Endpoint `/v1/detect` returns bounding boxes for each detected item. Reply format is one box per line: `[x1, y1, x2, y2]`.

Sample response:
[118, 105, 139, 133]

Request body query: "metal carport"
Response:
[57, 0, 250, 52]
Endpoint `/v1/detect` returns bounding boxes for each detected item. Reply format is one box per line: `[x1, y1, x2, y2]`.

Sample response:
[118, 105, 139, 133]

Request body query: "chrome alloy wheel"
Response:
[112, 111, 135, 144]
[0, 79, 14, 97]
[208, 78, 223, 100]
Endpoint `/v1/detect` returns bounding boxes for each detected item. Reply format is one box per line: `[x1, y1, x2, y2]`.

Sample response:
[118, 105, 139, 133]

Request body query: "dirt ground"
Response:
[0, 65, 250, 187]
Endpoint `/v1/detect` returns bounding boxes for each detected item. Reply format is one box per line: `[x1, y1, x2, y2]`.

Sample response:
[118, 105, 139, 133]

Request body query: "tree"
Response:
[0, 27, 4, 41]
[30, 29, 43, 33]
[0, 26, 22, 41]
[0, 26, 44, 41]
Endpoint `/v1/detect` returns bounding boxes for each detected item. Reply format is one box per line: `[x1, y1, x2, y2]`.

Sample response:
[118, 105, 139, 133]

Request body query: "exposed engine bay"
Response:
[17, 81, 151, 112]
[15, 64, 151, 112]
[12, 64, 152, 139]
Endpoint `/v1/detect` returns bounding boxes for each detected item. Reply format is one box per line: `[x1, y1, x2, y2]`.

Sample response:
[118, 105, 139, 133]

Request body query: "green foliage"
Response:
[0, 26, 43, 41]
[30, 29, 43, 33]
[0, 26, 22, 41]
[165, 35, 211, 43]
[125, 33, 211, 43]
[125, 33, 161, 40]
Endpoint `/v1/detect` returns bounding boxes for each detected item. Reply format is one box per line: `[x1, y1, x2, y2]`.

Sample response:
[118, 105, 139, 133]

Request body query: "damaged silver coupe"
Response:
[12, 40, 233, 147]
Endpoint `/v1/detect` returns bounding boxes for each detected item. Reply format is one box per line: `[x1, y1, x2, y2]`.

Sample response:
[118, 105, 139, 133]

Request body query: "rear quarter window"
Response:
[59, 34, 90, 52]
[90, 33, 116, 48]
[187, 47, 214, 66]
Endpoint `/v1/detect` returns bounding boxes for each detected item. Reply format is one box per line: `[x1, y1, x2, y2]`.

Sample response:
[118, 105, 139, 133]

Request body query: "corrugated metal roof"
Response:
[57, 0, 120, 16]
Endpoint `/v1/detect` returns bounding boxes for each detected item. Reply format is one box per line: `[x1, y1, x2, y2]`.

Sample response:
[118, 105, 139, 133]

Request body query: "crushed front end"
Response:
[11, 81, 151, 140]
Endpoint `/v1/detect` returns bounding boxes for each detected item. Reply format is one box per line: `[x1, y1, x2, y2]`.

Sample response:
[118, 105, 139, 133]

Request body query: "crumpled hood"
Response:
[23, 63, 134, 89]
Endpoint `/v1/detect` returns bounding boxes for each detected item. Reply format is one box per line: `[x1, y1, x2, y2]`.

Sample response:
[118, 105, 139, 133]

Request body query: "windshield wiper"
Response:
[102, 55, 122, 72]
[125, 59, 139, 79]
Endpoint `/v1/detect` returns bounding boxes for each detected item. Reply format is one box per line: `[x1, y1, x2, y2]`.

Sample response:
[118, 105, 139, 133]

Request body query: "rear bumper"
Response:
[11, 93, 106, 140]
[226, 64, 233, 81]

Exercise: Transcribe all of the entries without altering anything.

Answer below:
Endpoint `/v1/detect` returns bounding boxes for each detected item. Reply format is one box per line: `[x1, y1, x2, y2]`.

Sample response:
[118, 105, 139, 133]

Request body query: "metal carport"
Response:
[57, 0, 250, 52]
Endpoint `/v1/detect` returns bounding boxes for each detected item. Reply format is one box per line: `[x1, y1, x2, y2]`.

Sample response:
[118, 105, 139, 133]

Request body query: "chrome alloy wheel"
Response:
[112, 111, 135, 144]
[0, 79, 14, 97]
[208, 78, 223, 100]
Endpoint `/v1/detect` returns bounding boxes for each detected item. Reply format is one box per line: `[x1, y1, x2, y2]`.

Sample response:
[118, 105, 139, 133]

Request body query: "dirt ground"
Response:
[0, 65, 250, 187]
Endpoint `/v1/detect` returns bounding boxes for each detected item. Reply format is one box per line: `[x1, y1, x2, y2]`.

Sample response:
[118, 105, 139, 133]

Request body query: "tree"
Response:
[0, 27, 4, 41]
[30, 29, 43, 33]
[0, 26, 22, 41]
[0, 26, 44, 41]
Endpoint `/v1/detect` returns bounding boxes for each detected item. Reply format is one box per line: `[x1, y1, x2, y2]`.

Sample response:
[118, 105, 139, 133]

Request body query: "exposed engine bay"
Response:
[17, 81, 151, 112]
[15, 64, 151, 112]
[12, 64, 152, 139]
Endpoint `/v1/detect` returns bounding boxes for each detected item. Reply format is one box per line: `[x1, y1, x2, y2]`.

Sample response:
[118, 105, 139, 133]

Request body query: "green foliage"
Response:
[0, 26, 43, 41]
[30, 29, 43, 33]
[0, 26, 22, 41]
[165, 35, 211, 43]
[125, 33, 211, 43]
[125, 33, 161, 40]
Endpoint `/v1/detect` returns bounding boxes for each detected item. Reply format is one box per line: `[x1, y1, x2, y2]`.

Sample response:
[118, 105, 139, 133]

Request body query: "damaged silver coupe"
Response:
[12, 40, 233, 147]
Endpoint `/v1/detect` returns bounding boxes for each detected item. Reply format is one box per line: `[x1, y1, x2, y2]`.

Sample response:
[118, 105, 139, 133]

Request body query: "rear quarter window"
Response:
[59, 34, 90, 52]
[90, 33, 116, 48]
[187, 47, 214, 66]
Endpoint `/v1/detect` returns bounding boxes for each detected item. Reply format is one box per line: `[x1, y1, x2, y2]`.

Sample response:
[118, 105, 139, 133]

Request body query: "corrugated metal roof"
Response:
[57, 0, 120, 16]
Endpoint `/v1/detect` returns bounding boxes for each detected item. Reply format is one box per line: `[x1, y1, x2, y2]`.

Sample response:
[118, 105, 139, 133]

Request body query: "crushed front end"
Response:
[11, 81, 151, 140]
Endpoint `/v1/detect` returns bounding boxes for each detected item. Reply format is one box per line: `[x1, y1, x2, y2]`.

Sample response:
[118, 105, 139, 133]

Request body query: "crumpled hood"
Response:
[23, 63, 134, 89]
Endpoint `/v1/detect` returns bounding boxes for each detected item. Reply format is one box per line: `[x1, y1, x2, y2]`.

Sample response:
[118, 105, 139, 133]

Request body query: "windshield wiper"
Response:
[102, 55, 122, 72]
[125, 59, 139, 79]
Endpoint `/v1/detect` returns bounding boxes for each detected item. Reply format is one box per line: `[x1, y1, x2, y2]`.

Sample response:
[118, 105, 139, 133]

Request body query: "rear bumper"
Response:
[11, 93, 106, 140]
[226, 64, 233, 81]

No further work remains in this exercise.